Exercise details - Copy the material from its first line through the line containing "point(63, 616)", both ends included. Shift every coordinate in the points that follow a "Query:" line up by 132, and leave every other line unchanged.

Data for this task -
(begin)

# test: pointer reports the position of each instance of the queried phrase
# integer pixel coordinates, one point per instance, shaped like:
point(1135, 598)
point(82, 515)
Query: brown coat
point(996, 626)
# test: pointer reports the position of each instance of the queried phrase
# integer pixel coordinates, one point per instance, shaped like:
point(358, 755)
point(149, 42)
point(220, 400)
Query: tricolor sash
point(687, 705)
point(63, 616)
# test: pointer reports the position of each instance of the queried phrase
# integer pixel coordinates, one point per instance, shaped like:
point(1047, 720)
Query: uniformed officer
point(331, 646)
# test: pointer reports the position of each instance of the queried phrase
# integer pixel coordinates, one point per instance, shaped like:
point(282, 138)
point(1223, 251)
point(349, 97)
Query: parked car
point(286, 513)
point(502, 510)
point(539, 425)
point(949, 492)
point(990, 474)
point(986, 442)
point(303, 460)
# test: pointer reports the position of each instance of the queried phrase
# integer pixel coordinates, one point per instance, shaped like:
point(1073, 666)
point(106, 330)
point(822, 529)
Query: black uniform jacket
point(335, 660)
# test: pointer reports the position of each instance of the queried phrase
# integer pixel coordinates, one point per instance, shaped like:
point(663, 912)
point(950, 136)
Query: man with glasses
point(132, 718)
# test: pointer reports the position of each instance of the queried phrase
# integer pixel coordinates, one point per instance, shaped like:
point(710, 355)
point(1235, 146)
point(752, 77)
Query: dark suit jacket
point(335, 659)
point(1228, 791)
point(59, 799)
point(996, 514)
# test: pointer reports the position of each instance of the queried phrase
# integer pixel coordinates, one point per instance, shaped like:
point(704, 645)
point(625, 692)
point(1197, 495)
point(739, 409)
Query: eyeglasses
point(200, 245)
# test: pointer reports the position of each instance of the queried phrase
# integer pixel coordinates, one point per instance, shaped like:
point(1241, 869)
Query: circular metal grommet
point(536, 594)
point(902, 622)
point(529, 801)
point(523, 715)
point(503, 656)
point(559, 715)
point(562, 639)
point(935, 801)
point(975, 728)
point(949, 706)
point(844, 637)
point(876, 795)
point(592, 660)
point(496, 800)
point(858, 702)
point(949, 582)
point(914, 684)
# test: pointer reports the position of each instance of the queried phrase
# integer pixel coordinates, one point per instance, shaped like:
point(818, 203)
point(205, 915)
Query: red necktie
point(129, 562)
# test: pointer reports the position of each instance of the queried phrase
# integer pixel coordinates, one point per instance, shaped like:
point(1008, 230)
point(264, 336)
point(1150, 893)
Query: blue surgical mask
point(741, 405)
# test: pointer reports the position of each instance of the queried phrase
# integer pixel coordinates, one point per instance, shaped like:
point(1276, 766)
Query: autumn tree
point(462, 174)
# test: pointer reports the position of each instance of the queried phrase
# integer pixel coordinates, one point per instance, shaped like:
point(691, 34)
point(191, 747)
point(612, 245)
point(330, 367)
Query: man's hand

(end)

Result for this exercise -
# test: pointer reports the position of each instance of the queried phrase
# integer pixel coordinates, one point per instance, shaped like:
point(1135, 598)
point(82, 515)
Query: brown coat
point(1128, 758)
# test: pointer reports the position of each instance of the queried phrase
# integer pixel coordinates, one point per instance, shaped like:
point(358, 755)
point(149, 42)
point(220, 400)
Query: tricolor sash
point(819, 837)
point(195, 748)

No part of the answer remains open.